··· Passage to read
PRO-SOCIAL SOCIAL MEDIA II

Updated: Feb 5




The most pro-social social media use is to not use it. But as always, there's 'bad' in the 'good' and 'good' in the 'bad.'

There wouldn't be a day without a night, hot without cold and so on.

I've barely used Facebook. I've never had a Twitter (or whatever it's called these days) account. I'm way too old for Snapchat. And I've stayed the hell away from TikTok. Instagram is terrible for my mental health, and my grand plan is to delete my account by the end of this year.

The one social media that I use (and abuse) is YouTube.

I can thank YT for learning how to best fold fitted sheets, how to cook the yummy delicious broccoli/tofu asian stir fry that's now become a staple in our home. I've learned things about gardening and how to change the butane gas canister that our stove runs on.

I regularly do core and HIIT workouts via YouTube. And I've found an amazing live streamed weekly meditation. I've enjoyed many nice DJ sets via YT, and laughed at old clips from MTV's Beavis and Butthead, and some Swedish 1980's TV.

Giant chunks of my precious time have been hijacked by YT. I've tumbled down countless rabbit holes; winding tunnels of trivia, often related to semi-obscure indie bands I used to like in the nineties. If you're old enough to remember indie before it was called indie.

And those fucking psychic algorithms know me better than I know myself, they keep my eyeballs there, by presenting me with one irresistible clip after another. Pavement playing at Glastonbury in 1998! A rare interview with the badass singer of Daisy Chainsaw. A brief history of shoegaze. Whatever happened to Mazzy Star. Or Mikki and Emma from Lush.

YouTube doesn't trigger me in the way that instagram does. It doesn't make me feel like a loser, or at least not in the sense of 'everyone's having so much fun and I'm not invited.' It doesn't make me feel that everyone's so doing so much better. It doesn't creep down into my brainstem and trigger the caveman status-seeking me.

But it still makes me feel like a loser. Because of my lack of self-control and will power. But honestly, none of us stand a chance!


It's most definitely a time thief, and a concentration destroyer like all other (anti) social media.

I absolutely need to further limit my time spent there. I also hate that also YouTube turned to the short video format that made TikTok a giant cash cow. Fortunately, it's possible to disable those.


There's one YT channel thought, that I've been following for a few years now, with incredibly pro-social content.

Soft White Underbelly is a channel by photographer Mark Laita. He started interviewing people on Skid Row, a rough neighborhood in downtown Los Angeles, a sort of open air drugmarket/tent city, filled with tragedy, violence, prostitution and gangs. It's a place where the US opioid epidemic plays out in the open.
······
··· Raw data
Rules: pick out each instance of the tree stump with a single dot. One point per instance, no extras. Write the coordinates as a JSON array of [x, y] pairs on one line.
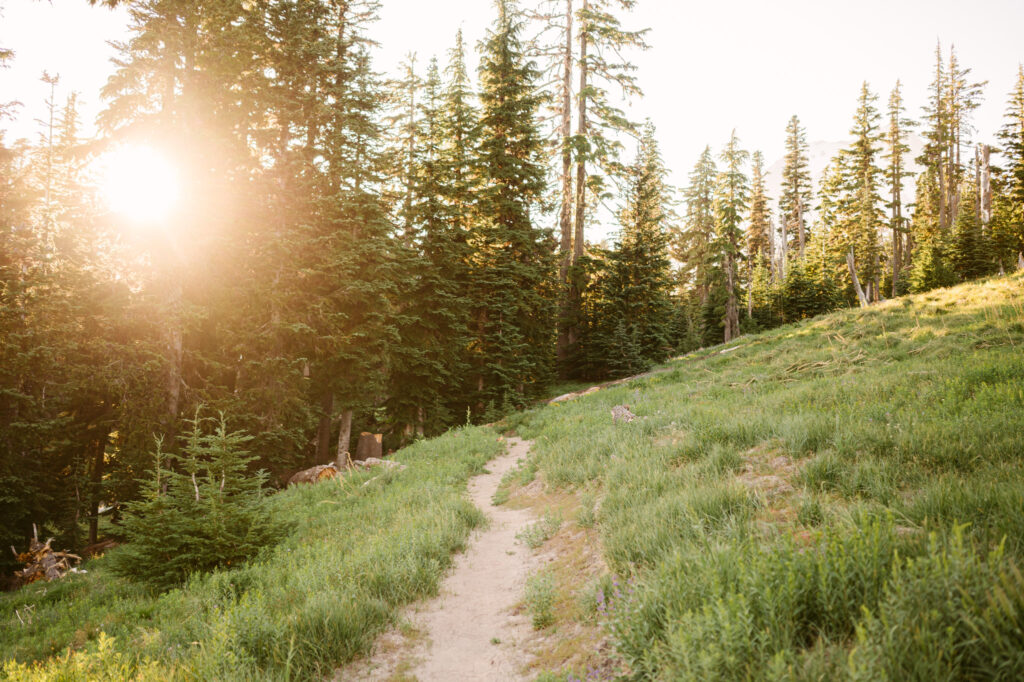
[[370, 445]]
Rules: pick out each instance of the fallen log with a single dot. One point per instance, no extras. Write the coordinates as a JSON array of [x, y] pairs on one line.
[[42, 563], [315, 474]]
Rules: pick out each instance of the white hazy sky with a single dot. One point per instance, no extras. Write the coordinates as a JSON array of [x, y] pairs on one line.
[[714, 66]]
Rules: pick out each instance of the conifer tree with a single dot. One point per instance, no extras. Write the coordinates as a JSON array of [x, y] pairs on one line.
[[594, 150], [797, 192], [971, 254], [1010, 227], [638, 285], [863, 218], [759, 237], [691, 246], [896, 173], [731, 195], [513, 266]]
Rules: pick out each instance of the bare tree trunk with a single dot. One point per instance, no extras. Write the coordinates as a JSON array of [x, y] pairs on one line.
[[731, 307], [579, 240], [986, 184], [800, 224], [96, 482], [344, 438], [565, 218], [324, 430], [175, 358], [943, 209], [851, 263]]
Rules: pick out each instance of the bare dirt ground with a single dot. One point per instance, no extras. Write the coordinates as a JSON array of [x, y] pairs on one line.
[[471, 632]]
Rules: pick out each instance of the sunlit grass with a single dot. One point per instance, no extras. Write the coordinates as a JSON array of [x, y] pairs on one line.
[[311, 603], [841, 499]]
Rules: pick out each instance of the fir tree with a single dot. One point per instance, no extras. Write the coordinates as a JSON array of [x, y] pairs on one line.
[[759, 237], [638, 284], [731, 195], [691, 246], [863, 218], [201, 510], [896, 173], [797, 193], [1010, 227], [513, 313]]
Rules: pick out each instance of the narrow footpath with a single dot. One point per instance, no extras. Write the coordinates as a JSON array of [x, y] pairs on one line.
[[471, 631]]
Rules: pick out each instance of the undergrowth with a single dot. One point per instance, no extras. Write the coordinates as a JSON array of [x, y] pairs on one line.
[[840, 499], [314, 601]]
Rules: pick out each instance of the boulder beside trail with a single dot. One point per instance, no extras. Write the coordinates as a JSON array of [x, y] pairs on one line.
[[621, 413]]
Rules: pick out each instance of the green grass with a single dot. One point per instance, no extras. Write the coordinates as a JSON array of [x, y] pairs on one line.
[[299, 610], [841, 499]]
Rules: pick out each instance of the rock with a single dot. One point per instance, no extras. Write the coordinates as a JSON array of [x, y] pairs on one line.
[[315, 474], [370, 445], [621, 413]]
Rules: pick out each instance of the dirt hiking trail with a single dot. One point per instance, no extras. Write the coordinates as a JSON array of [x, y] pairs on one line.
[[471, 631]]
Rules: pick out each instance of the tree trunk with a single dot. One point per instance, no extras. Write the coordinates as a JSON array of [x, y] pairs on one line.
[[324, 431], [802, 232], [579, 240], [344, 438], [897, 219], [565, 218], [175, 358], [851, 263], [783, 256], [986, 184], [943, 210], [731, 307], [368, 446], [96, 482]]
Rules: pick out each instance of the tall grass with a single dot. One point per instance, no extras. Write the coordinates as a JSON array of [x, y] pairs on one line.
[[297, 611], [895, 549]]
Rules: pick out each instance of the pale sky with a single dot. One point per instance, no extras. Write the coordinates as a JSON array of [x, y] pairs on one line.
[[714, 66]]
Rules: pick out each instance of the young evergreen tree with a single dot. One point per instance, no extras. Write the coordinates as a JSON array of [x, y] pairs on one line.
[[514, 261], [594, 150], [201, 510]]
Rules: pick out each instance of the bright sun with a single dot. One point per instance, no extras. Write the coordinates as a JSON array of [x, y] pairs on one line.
[[140, 184]]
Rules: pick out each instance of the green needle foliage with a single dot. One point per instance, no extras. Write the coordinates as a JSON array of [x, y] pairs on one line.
[[201, 510]]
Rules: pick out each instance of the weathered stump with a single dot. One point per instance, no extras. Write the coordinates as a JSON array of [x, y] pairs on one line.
[[315, 474], [370, 445]]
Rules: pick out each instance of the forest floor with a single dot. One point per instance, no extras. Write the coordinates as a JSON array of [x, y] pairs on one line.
[[474, 629], [840, 499]]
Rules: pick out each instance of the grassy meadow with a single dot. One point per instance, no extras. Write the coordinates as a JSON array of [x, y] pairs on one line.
[[358, 549], [837, 500]]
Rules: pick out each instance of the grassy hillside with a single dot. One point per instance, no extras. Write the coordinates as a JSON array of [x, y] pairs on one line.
[[354, 555], [841, 499]]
······
Work to complete: In the piece on pro-social social media above, which things does the writer say they learned from YouTube in the passage beginning "I can thank YT for learning"? List them all.

Reply to the task:
- How to best fold fitted sheets
- How to cook the broccoli/tofu Asian stir fry that became a staple in their home
- Things about gardening
- How to change the butane gas canister that their stove runs on